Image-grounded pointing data
- Opening Delimiter -

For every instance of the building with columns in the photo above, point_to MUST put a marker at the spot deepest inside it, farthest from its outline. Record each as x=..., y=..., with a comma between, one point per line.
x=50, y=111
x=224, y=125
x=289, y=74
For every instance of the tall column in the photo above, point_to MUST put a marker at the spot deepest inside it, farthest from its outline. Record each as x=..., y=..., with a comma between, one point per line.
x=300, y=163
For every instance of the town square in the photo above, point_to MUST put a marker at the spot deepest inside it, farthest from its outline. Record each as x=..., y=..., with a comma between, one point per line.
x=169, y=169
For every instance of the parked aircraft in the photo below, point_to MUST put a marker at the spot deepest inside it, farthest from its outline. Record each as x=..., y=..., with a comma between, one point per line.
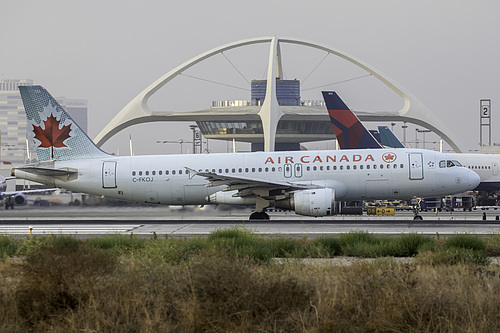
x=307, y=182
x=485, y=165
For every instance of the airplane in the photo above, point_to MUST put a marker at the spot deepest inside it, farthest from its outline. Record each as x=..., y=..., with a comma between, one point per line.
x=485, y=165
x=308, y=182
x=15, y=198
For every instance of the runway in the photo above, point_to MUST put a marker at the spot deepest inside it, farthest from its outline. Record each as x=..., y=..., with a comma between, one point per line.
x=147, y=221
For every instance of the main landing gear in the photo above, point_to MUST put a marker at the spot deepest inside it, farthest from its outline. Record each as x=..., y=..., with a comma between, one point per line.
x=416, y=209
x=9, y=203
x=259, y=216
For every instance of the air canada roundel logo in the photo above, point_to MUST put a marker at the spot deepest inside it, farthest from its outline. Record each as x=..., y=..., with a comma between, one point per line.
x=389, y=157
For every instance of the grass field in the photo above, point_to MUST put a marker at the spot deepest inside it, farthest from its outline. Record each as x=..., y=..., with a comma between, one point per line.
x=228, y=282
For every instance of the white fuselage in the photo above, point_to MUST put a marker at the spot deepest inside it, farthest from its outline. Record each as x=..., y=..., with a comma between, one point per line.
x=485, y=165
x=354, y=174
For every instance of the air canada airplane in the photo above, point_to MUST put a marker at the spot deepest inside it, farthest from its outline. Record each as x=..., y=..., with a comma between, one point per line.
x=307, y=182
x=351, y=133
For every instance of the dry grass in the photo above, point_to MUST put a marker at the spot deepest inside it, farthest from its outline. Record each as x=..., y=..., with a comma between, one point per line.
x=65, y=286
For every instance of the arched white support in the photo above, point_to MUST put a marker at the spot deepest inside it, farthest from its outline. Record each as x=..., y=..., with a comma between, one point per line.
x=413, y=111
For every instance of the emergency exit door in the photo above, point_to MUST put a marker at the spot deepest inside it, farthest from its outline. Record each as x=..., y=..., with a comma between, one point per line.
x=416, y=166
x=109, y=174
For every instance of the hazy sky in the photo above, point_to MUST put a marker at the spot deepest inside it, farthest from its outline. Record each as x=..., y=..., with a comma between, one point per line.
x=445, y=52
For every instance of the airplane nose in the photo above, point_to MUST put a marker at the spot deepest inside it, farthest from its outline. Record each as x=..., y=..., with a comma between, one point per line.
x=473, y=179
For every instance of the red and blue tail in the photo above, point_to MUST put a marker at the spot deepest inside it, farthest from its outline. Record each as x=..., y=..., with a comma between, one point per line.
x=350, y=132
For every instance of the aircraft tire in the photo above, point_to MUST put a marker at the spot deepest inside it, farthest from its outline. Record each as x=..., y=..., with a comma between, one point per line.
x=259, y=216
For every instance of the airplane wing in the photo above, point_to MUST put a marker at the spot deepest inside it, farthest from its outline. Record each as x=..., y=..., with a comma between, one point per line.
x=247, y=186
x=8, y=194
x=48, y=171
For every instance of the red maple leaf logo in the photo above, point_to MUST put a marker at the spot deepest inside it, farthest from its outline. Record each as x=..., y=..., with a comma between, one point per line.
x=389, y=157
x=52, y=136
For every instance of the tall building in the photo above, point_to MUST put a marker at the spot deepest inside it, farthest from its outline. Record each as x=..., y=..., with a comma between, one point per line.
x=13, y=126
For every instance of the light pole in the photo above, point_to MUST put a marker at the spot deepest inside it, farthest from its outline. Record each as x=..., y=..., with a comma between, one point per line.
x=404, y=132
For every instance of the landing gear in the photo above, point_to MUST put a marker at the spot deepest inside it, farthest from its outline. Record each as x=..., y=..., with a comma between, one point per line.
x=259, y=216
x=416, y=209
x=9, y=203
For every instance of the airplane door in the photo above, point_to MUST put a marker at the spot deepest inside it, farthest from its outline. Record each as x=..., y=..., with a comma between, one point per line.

- Closing Delimiter -

### Work required
A word-for-word copy of the records above is needed, pictures excluded.

### Problem solution
For every instance of the building with columns in the photo above, point_to MUST put a marker at the spot deepest inside it, farthest from its outline. Record each as x=..., y=..., with a comma between, one point per line.
x=50, y=111
x=224, y=125
x=289, y=74
For every instance of the tall column in the photo above, point_to MUST put a marker at the spot deepest inside it, farthest from its outline. Record each as x=..., y=..., with a comma between, one point per line.
x=300, y=163
For every instance of the town square in the photo above, point_to MUST put a marker at the spot deepest inside it, farthest from its outline. Record each as x=..., y=..., with a comma between, one point per line.
x=169, y=169
For every instance of the parked aircraft in the photo below, point_to MUST put a marker at the spot deepest inside it, farthest from its outline. Record each as x=..., y=..., with a comma between, one point per line.
x=307, y=182
x=485, y=165
For every instance of the airplane in the photo above, point_to MUST put a marker at the spot deepest inside it, farthest from its outline. Record each as x=..., y=..., with a comma between, one point per line.
x=485, y=165
x=308, y=182
x=15, y=198
For every instance of the runway in the photo above, point_to MUST put a marker at the spot deepest inside it, farthest from its outline. Record each as x=..., y=..., with a comma between, one point per line.
x=147, y=221
For every instance of the main landing gear in the photo above, point_to MUST put a marker at the spot deepest inside it, farthest from its outline. Record each as x=..., y=..., with a comma between, one point per line.
x=416, y=209
x=9, y=203
x=259, y=216
For every instance of the air canada roundel logo in the photo above, point_to MUST put a marker at the spot deepest inside it, farthest from its outline. Record each as x=..., y=..., with a comma between, one point per line.
x=389, y=157
For every instance of the grass field in the photo above, point_to MUST put a marker at the spot deepest inside it, farthest from its outline. Record each as x=..., y=..., with a comma between, one point per line.
x=228, y=282
For every instance of the white fuselage in the photo above, point_to MUST put a marker at the spot deepest inside it, farthest from its outline. Record each as x=..., y=..., with a comma between, one point per line.
x=485, y=165
x=354, y=174
For every instance of the air canada airplane in the photo above, point_to MUST put a marker at the spot deepest inside it, farthest from its outline. Record each as x=..., y=..., with a comma between, one point per line.
x=307, y=182
x=351, y=133
For every instance of the dry grass in the photo above, point_to MUST put a marker at the spot deepest inside it, farthest from its outline. Record each as x=..., y=..., with a comma between, one point per line.
x=65, y=286
For every instance of the arched white support in the photo above, point_to MUST put a marker at the spot deepest inside it, farthest from its outline. Record each as x=..., y=..., with a comma between, one point per line.
x=413, y=111
For every instance of the emergency exit door in the photo above, point_to MUST put a marker at the spot deepest inside it, farthest from its outline. Record each as x=..., y=..., with a comma between, one point per line.
x=416, y=166
x=109, y=174
For every instance of the hazy sky in the photo above, point_to MUST put a marker at the spot deepest inside it, farthest from its outline. Record each as x=..., y=..., with a comma between, one point per line.
x=445, y=52
For every instance of the airplane nose in the photo above, point_to MUST put a marker at the spot deepest inside it, farthest from its outline. Record each as x=..., y=..., with a comma between, one point per line.
x=473, y=179
For every instance of the red and blue tail in the photo above, point_to MUST put a marker at the spot deepest inside it, farthest from its outline. Record each as x=..., y=..., with a comma between, one point per line.
x=350, y=132
For every instance of the aircraft tire in the photo above, point_to MUST put a marker at the spot deepest inside it, farthest from its outline. Record each as x=..., y=..., with a comma between, one point per line.
x=259, y=216
For every instance of the airplane wing in the photo above, point_to MUST put a marker at the spot deepest inside it, farthest from its outline. Record each as x=..., y=..., with a comma between, one point per line.
x=247, y=186
x=8, y=194
x=48, y=171
For every instance of the red maple leaf logo in the photo above, point_to MUST put a marker at the spot deepest inside it, farthest from its outline. Record each as x=..., y=..., with a comma between, one point per line.
x=389, y=157
x=52, y=136
For every instance of the tall building in the photo above, point_to MUST put a marker at the spot deepest inside it, farthest from its outline. Record each as x=..., y=..., with a comma between, one point per line.
x=13, y=126
For every instance of the light pole in the photo above, point_to MUST put a marker at the spot deepest inside it, farthest from its outline. Record each as x=..., y=..., with a comma between, one point per line.
x=404, y=132
For every instance of the landing gear in the photo above, point_to MUST put a marker at the spot deepest inside it, farthest from its outline. Record each as x=..., y=..., with a comma between, one point per line.
x=259, y=216
x=416, y=209
x=9, y=203
For every instance of the airplane door in the photo above, point_to MUST put a marker at the spot deepest inside it, farthest from its outline. Record each as x=..., y=..., with a comma between, one point per line.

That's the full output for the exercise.